- _About this task_:
Reproduce the following entries exactly, leaving nothing out.

------ Supplied records

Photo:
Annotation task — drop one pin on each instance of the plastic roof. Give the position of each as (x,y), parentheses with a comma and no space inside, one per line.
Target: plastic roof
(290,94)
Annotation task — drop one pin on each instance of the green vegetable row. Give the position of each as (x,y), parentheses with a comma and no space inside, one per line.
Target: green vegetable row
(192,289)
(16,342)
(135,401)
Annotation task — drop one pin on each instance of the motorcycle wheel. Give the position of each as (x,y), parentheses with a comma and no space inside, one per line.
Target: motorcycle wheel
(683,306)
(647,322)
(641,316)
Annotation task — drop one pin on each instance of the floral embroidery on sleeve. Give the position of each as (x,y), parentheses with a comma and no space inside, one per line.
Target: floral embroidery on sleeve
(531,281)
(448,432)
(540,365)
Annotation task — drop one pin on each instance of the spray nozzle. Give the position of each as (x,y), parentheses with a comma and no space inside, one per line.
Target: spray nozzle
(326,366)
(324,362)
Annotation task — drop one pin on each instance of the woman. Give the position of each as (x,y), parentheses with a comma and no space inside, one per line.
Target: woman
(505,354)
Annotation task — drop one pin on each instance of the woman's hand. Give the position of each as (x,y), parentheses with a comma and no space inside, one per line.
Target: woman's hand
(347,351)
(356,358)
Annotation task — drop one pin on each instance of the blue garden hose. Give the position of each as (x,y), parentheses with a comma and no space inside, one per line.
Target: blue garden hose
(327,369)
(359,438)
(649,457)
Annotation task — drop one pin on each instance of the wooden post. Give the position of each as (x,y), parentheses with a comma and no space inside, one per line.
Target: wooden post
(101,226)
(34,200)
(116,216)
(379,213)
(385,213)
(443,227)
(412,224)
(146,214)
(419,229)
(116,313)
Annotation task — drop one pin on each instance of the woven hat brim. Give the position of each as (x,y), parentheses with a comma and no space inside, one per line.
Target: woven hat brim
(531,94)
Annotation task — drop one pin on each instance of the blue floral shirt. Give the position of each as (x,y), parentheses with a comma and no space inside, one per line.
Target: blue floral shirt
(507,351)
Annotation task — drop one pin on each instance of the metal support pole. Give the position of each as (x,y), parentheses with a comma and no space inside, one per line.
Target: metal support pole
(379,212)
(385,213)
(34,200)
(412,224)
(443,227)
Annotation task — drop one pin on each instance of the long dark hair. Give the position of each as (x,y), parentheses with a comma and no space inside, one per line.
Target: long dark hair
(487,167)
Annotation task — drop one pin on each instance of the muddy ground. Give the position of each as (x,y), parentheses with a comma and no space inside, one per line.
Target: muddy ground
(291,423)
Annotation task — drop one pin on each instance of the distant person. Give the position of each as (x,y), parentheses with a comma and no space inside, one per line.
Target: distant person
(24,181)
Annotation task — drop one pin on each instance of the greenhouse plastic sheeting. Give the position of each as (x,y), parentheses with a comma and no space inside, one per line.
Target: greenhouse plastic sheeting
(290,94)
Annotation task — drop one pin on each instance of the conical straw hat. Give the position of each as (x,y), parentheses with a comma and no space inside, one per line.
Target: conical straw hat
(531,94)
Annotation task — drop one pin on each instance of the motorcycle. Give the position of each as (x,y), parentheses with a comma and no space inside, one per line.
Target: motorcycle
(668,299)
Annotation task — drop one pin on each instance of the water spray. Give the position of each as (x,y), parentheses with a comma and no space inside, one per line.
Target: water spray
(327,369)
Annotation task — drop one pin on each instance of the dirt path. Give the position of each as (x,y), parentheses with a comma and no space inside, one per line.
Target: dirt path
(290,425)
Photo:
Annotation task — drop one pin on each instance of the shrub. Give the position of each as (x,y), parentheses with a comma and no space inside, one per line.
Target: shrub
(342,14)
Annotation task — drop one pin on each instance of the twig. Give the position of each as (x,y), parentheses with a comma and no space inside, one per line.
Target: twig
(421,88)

------------

- _Solution for this problem_:
Photo:
Annotation task — drop one pin on each instance of the plastic roof. Give the position of each as (x,y), parentheses with a comma and no space inside, one per line.
Target: plastic roof
(290,94)
Annotation task — drop one pin on each instance of the green vegetable row. Give the position of each as (x,y), parentheses with a comma and no space inside, one per line.
Target: green vegetable row
(192,289)
(16,342)
(135,401)
Annotation task — drop one pin on each instance of the motorcycle wheel. Give the position of each as (x,y), parentheses with a comma and no space inside, one per line.
Target: motorcycle wheel
(683,306)
(647,322)
(641,316)
Annotation task — drop one pin on each instance of the floral embroidery on sleeve. Give the position of each as (x,y), parentheses with a comma and no space inside, one per line.
Target: floral embroidery on sleeve
(531,281)
(448,432)
(540,365)
Annotation task — drop one pin on each instance of the spray nozzle. Give the position of each as (x,y), parentheses with a comma and no space inside, one per line.
Target: spray nozzle
(326,366)
(324,362)
Annotation task — drop one pin on each instance of the woman. Give the position of each as (x,y), parentheses with a comma and no space inside, one per line.
Target: woman
(505,354)
Annotation task — drop one pin on each instance of the woman's hand. Give the position of each as (x,y), parentheses with a comma and no space inside, one per line.
Target: woman's hand
(347,351)
(356,358)
Annotation task — drop one pin on each instance of the blue garden hose. Give the position of each as (x,y), parentheses with a comma and no space inside, one per line.
Target: blue garden hose
(327,369)
(359,438)
(649,457)
Annotation task — drop one pin on each instance of the wooden post. Give the position of each as (x,y), parentheses with a comma and no space inside, one per line.
Target: wooden post
(101,226)
(34,200)
(116,216)
(379,213)
(385,213)
(443,227)
(412,224)
(146,214)
(419,229)
(116,313)
Annotation task — drop one pin on each instance of the woven hat brim. Give the position of each as (x,y), parentheses with a comma and no space inside, one per line.
Target: woven hat brim
(531,94)
Annotation task — drop one pin on each instance of the blue floral shirt. Give the position of each as (x,y), parentheses with a comma and no space inside, one per line.
Target: blue floral shirt
(507,351)
Annotation task — drop one pin on each instance of the metal support pole. Give the position of each as (x,y), parentheses with a comma and no space inside, one per line.
Target: metal support pole
(379,212)
(385,213)
(34,200)
(412,224)
(443,227)
Annotation task — drop one pin on each instance of the long dark hair. Give the position of each as (x,y), parentheses with a comma and no space inside, one per line.
Target: long dark hair
(487,167)
Annotation task — drop one pin on each instance of the muddy ground. Give the position of each as (x,y), parentheses with a comma and no space inside, one per line.
Target: muddy ground
(291,423)
Annotation task — drop one pin on each instance of the distant person. Give the position of each as (x,y), parentheses with a comma and no space inside, one per line.
Target: distant person
(24,181)
Annotation task — drop one pin on each instance of the greenhouse plastic sheeting. Give the position of each as (x,y), parentheses with a comma and no space inside, one per line.
Target: greenhouse plastic sheeting
(290,94)
Annotation task — drop one pin on each instance of the conical straw hat. Give the position of each as (x,y), parentheses with a comma and no space inside, one per line.
Target: conical straw hat
(531,94)
Annotation task — drop one pin on each instance of the motorcycle. Give the position of each as (x,y), parentheses with a comma and no space inside, one per line.
Target: motorcycle
(668,299)
Annotation task — drop one pin on each instance of the water spray. Give the position of each as (x,y), parentheses with a comma and no space inside, one per line.
Target: water spray
(327,369)
Annotation task — drop one pin on each instance of the dirt path. Give the position of each as (x,y), parentheses with a comma and no space inside, one per line.
Target: dirt path
(290,425)
Photo:
Annotation task — drop one pin on each instance of the shrub. Give the position of each as (x,y), parentheses with a comma and no space inside, one per line.
Target: shrub
(342,14)
Annotation task — drop one pin on each instance of the twig. Give the position of each as (x,y), parentheses with a comma and no space inside, one per line.
Target: twig
(421,88)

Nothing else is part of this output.